- TASK ITEM -
The result is the exact lines from the one containing "Would you kindly indicate the concrete" through the final line of the entries; leave out the pictures.

Natural-language object grounding data

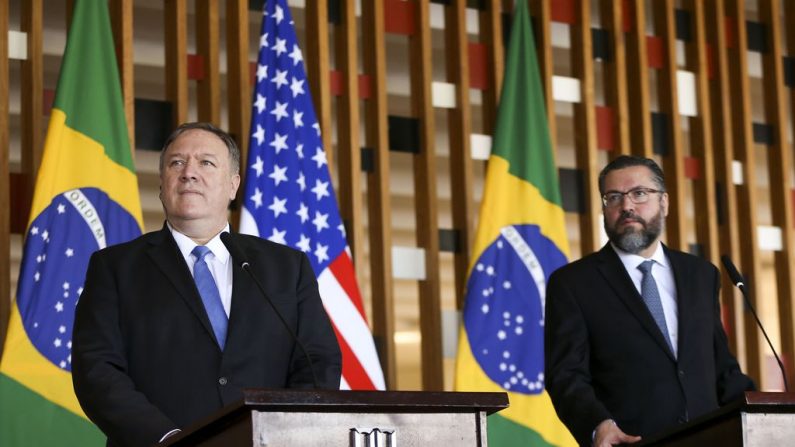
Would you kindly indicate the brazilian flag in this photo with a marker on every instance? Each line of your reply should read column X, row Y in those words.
column 520, row 241
column 86, row 198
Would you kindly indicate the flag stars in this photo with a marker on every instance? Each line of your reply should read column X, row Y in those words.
column 321, row 252
column 278, row 236
column 296, row 55
column 257, row 198
column 303, row 213
column 304, row 244
column 320, row 221
column 279, row 143
column 259, row 135
column 297, row 87
column 258, row 166
column 280, row 79
column 280, row 111
column 260, row 103
column 320, row 189
column 319, row 157
column 279, row 174
column 279, row 206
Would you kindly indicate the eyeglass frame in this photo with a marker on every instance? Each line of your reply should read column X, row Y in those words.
column 648, row 191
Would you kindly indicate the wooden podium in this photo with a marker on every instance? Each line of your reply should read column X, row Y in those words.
column 757, row 420
column 347, row 418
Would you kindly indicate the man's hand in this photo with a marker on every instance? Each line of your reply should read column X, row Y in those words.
column 608, row 434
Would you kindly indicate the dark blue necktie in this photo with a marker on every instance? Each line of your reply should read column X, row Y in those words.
column 209, row 293
column 651, row 296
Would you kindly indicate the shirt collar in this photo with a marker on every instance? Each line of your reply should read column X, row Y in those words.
column 186, row 244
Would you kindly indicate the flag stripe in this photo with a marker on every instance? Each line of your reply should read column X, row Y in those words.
column 343, row 270
column 346, row 318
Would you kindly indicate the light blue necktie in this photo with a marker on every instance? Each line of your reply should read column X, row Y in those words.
column 651, row 296
column 209, row 293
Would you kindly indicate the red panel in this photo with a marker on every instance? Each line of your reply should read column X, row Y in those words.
column 692, row 168
column 563, row 11
column 655, row 53
column 336, row 82
column 399, row 17
column 48, row 97
column 626, row 12
column 195, row 67
column 710, row 61
column 731, row 35
column 478, row 76
column 365, row 87
column 604, row 128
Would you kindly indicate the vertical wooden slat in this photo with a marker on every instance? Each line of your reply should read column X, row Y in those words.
column 349, row 164
column 640, row 133
column 207, row 36
column 742, row 133
column 317, row 64
column 540, row 10
column 5, row 197
column 425, row 199
column 238, row 78
column 585, row 125
column 668, row 99
column 491, row 35
column 615, row 73
column 723, row 148
column 701, row 137
column 32, row 85
column 176, row 44
column 779, row 165
column 121, row 17
column 459, row 130
column 238, row 86
column 379, row 208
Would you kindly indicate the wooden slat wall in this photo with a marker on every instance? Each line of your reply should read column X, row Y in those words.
column 459, row 129
column 426, row 206
column 744, row 152
column 5, row 175
column 779, row 166
column 379, row 206
column 723, row 151
column 720, row 133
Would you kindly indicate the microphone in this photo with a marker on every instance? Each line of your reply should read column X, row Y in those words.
column 237, row 254
column 739, row 282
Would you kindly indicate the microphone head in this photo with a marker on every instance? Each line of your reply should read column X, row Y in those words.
column 735, row 275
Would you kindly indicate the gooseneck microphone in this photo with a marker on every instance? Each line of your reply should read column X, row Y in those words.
column 739, row 282
column 237, row 254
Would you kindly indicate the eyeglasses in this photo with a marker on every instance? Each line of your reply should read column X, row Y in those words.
column 636, row 196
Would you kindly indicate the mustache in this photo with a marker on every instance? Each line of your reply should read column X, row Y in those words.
column 627, row 214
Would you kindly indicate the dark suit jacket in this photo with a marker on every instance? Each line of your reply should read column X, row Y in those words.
column 606, row 358
column 144, row 357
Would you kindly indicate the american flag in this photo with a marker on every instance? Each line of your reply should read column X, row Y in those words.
column 289, row 197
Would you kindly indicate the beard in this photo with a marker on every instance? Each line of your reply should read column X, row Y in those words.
column 634, row 240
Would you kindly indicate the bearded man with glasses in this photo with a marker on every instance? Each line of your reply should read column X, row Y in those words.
column 634, row 343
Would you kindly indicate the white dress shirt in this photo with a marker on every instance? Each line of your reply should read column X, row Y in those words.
column 218, row 261
column 664, row 277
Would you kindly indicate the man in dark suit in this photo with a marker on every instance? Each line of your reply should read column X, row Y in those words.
column 169, row 328
column 633, row 336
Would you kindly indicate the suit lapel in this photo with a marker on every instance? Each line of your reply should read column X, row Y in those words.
column 612, row 269
column 166, row 256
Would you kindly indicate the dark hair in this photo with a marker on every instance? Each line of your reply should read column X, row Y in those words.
column 234, row 151
column 628, row 161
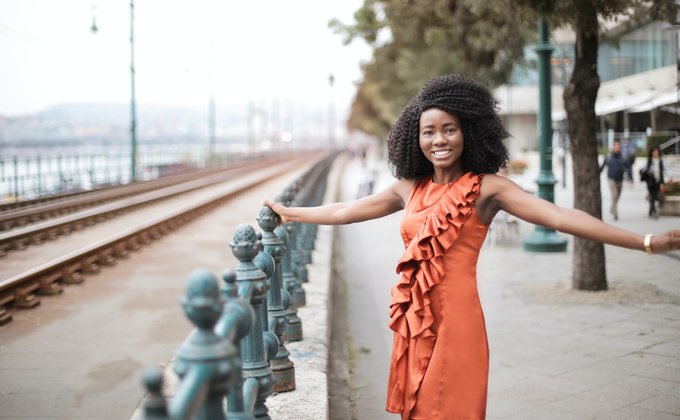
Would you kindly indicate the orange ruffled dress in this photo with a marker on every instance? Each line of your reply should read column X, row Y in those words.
column 440, row 356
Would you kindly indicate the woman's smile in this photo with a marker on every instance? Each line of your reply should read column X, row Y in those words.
column 441, row 140
column 441, row 153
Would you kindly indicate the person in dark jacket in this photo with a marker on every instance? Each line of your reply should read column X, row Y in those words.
column 617, row 166
column 654, row 177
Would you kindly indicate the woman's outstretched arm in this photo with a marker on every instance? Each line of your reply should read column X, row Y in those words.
column 373, row 206
column 504, row 194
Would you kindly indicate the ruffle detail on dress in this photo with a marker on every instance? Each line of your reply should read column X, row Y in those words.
column 421, row 268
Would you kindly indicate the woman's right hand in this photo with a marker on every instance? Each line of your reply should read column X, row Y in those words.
column 278, row 208
column 669, row 241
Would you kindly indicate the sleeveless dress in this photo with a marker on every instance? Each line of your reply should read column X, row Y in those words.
column 440, row 356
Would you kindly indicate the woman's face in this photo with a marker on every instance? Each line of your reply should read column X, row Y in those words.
column 441, row 139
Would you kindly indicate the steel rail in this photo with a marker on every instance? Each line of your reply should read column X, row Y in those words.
column 69, row 203
column 21, row 238
column 21, row 291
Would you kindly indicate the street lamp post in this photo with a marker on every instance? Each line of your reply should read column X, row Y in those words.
column 544, row 239
column 133, row 106
column 331, row 119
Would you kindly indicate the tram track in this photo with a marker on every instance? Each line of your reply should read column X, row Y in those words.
column 47, row 272
column 125, row 200
column 15, row 215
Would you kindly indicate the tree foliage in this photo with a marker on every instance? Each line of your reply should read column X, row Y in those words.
column 414, row 41
column 586, row 18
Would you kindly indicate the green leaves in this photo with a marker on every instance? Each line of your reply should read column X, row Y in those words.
column 416, row 41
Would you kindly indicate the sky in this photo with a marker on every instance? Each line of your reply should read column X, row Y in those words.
column 185, row 51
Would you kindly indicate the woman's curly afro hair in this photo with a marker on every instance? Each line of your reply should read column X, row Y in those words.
column 483, row 133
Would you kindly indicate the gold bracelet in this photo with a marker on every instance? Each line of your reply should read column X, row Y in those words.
column 648, row 243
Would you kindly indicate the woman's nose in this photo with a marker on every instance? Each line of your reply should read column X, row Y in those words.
column 438, row 138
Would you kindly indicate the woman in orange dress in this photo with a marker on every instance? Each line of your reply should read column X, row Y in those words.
column 445, row 150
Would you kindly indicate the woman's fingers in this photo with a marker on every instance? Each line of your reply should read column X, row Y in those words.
column 277, row 208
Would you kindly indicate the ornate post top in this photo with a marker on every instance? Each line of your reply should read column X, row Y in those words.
column 230, row 289
column 282, row 233
column 245, row 243
column 267, row 219
column 202, row 303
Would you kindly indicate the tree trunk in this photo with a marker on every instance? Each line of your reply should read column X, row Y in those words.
column 588, row 264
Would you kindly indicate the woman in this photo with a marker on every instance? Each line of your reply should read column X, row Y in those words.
column 654, row 178
column 444, row 149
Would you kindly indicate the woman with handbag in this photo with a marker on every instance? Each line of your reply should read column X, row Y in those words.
column 654, row 176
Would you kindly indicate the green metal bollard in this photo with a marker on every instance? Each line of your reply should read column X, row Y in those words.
column 205, row 362
column 283, row 369
column 253, row 287
column 293, row 331
column 290, row 279
column 155, row 407
column 237, row 319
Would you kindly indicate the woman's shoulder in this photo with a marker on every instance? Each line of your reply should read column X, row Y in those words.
column 491, row 184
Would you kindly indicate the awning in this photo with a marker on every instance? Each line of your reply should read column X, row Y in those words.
column 656, row 101
column 609, row 105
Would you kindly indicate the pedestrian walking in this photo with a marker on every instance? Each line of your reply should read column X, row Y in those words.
column 618, row 166
column 445, row 150
column 653, row 175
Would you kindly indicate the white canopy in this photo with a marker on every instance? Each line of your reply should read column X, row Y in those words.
column 656, row 101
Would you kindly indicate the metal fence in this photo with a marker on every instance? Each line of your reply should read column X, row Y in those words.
column 237, row 353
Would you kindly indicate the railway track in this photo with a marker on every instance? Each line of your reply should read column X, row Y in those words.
column 14, row 215
column 121, row 200
column 44, row 270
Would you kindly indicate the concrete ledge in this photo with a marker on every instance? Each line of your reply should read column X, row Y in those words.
column 309, row 401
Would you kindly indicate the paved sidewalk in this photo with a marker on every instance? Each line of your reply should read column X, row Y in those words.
column 555, row 353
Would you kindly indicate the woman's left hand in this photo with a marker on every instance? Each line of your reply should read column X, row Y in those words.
column 669, row 241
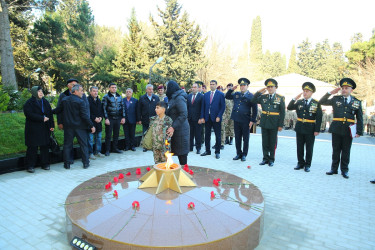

- RESPONSE FOR THIS EXERCISE -
Would you kindly indicate the concrete ledge in this photo with a marker on every instance? Each line of your reply should read column X, row Y in those words.
column 309, row 401
Would you kindly indicate the paved sidewalk in this photo with a marker on every instance? Each line of your reply should read column X, row Y in those words.
column 555, row 353
Would you kindly indicate the woman's left hand in this photo with a marker on every instance? Each line of your reply should read column X, row Y in those words.
column 669, row 241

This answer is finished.